Given records
===

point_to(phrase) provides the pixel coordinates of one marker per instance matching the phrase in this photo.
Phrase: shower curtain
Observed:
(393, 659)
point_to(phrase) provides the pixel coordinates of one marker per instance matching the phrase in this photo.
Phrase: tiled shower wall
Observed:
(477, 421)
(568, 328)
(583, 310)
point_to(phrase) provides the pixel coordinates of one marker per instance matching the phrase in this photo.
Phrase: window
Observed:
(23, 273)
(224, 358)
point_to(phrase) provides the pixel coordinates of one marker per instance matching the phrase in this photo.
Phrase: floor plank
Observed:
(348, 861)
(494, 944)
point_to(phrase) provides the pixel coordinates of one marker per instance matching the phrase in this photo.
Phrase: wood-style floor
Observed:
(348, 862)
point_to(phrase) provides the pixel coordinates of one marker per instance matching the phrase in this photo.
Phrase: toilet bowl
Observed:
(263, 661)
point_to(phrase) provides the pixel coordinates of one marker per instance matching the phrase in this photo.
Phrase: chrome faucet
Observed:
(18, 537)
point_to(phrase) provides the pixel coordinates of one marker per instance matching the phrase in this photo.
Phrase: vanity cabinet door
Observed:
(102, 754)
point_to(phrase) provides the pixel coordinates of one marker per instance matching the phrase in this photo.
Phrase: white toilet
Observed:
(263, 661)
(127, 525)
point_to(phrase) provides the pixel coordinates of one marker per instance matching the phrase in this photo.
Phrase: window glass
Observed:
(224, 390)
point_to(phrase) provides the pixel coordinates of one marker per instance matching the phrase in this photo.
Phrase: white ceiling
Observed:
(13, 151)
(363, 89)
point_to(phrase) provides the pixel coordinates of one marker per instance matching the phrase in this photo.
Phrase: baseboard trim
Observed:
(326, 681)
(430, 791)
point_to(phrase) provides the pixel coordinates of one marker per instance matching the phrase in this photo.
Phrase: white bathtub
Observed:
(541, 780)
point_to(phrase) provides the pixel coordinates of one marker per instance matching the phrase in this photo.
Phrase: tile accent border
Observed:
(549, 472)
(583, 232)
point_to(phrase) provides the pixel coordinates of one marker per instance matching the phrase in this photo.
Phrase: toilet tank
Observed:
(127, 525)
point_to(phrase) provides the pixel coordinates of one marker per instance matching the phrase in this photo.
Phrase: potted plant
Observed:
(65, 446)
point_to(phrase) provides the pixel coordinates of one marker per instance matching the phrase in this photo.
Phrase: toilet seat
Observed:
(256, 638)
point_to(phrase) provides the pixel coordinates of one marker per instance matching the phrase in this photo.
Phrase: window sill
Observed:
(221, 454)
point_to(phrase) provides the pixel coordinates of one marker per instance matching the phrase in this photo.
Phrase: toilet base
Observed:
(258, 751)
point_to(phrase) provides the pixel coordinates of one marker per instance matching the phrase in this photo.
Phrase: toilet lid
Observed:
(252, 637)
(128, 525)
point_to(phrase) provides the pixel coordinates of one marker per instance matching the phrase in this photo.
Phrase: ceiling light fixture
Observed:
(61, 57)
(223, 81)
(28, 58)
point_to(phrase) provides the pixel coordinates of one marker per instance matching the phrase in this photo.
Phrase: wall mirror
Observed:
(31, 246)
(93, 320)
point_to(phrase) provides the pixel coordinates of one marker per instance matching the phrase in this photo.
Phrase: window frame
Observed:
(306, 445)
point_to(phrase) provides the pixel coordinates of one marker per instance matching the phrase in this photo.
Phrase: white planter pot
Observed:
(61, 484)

===

Above are some records; repeat all of them exactly.

point_to(phrase) provides the pixel coordinates of one marker per instance matching the phrase in this photo.
Phrase: shower curtain
Observed:
(393, 659)
point_to(phrase) provides the pixel coordinates of one marker per instance matching the phrase in this photo.
Phrase: tiled shower wall
Observed:
(477, 421)
(568, 328)
(583, 310)
point_to(phrase) provides the pixel coordinates of one marker per instance matching the phrase in this photo.
Phrase: window
Observed:
(23, 273)
(224, 358)
point_to(phrase) provides the pixel coordinates of one marker per instance matching the phrase in this photo.
Phrase: floor plank
Observed:
(348, 861)
(494, 944)
point_to(phrase) provides the pixel coordinates of one marker per instance matching the phrase in this photo.
Phrase: wood-style floor
Observed:
(348, 862)
point_to(phrase) provides the pixel coordinates of one marker per instance matching the phrase in this photo.
Phrase: toilet bowl
Observed:
(263, 661)
point_to(phrase) provides the pixel coordinates of one marker per instance matching the phrase in this photo.
Phrase: chrome faucet
Observed:
(18, 537)
point_to(phrase) provides the pixel coordinates of one marker per instance matching the phrase in this photo.
Phrase: vanity cabinet door
Observed:
(102, 754)
point_to(phrase) provides the pixel coordinates of one marker per instance matching the phrase in this photo.
Phrase: white toilet
Observed:
(263, 661)
(127, 525)
point_to(phrase) provides the pixel coordinates of one marker per instance matching the phrase in this photo.
Phrase: window glass
Observed:
(224, 390)
point_to(phrase) provides the pixel coordinates of one marker per instance matching the phrase in this photo.
Phrase: white ceiling
Observed:
(13, 151)
(363, 89)
point_to(phrase) provides the pixel coordinates of one marker per instance matching the phrase in this photo.
Phrase: baseboard trim
Observed:
(326, 681)
(430, 791)
point_to(phrase) provides the pixel coordinates of one marker per instance matching the phrase in this photo.
Phrase: white bathtub
Observed:
(541, 780)
point_to(phrase) provides the pixel coordinates of one marker per instance matching the phrase in this photo.
Phrase: tile accent border
Observed:
(549, 472)
(583, 232)
point_to(phrase) provides the pixel coordinates of one marker per instance matching the phrase in this photo.
Phrase: toilet tank
Observed:
(127, 525)
point_to(phrase) provides the pixel coordinates of one marker per instance matching the phrase in this photo.
Phrase: potted plant
Observed:
(65, 446)
point_to(phrase) provides the pixel coordinates of one marker per instance matching the phrase in this photo.
Phrase: toilet seat
Observed:
(256, 638)
point_to(phrase) provides the pixel coordinates of one marker per instance matching the phrase in this photo.
Phrase: window sill
Observed:
(221, 454)
point_to(phrase) provides the pixel coordinates of one marker per instance matching the phrase in this photo.
Phrase: toilet base
Observed:
(258, 751)
point_to(phrase) provides the pixel coordinates of one marker per instance matching the phrase in this photo.
Phrase: toilet lid
Observed:
(252, 637)
(128, 525)
point_to(phrase) provides the pixel coordinates of one marker per instance matching the phrase in this photo.
Phrase: ceiling light fixture
Observed:
(61, 57)
(223, 81)
(28, 58)
point_to(phrase) provides the pixel coordinates of one marker per instance matching the phrase in this photo.
Phrase: wall mirror
Observed:
(31, 246)
(93, 320)
point_to(phrase) provides the pixel coordinates of one marker per instance matching the phrase in this photo.
Phrase: window frame
Observed:
(306, 445)
point_to(phrase) provides the pixel coordinates of one marker per instance matching the phrase in this photo.
Phrase: white planter pot
Observed:
(61, 484)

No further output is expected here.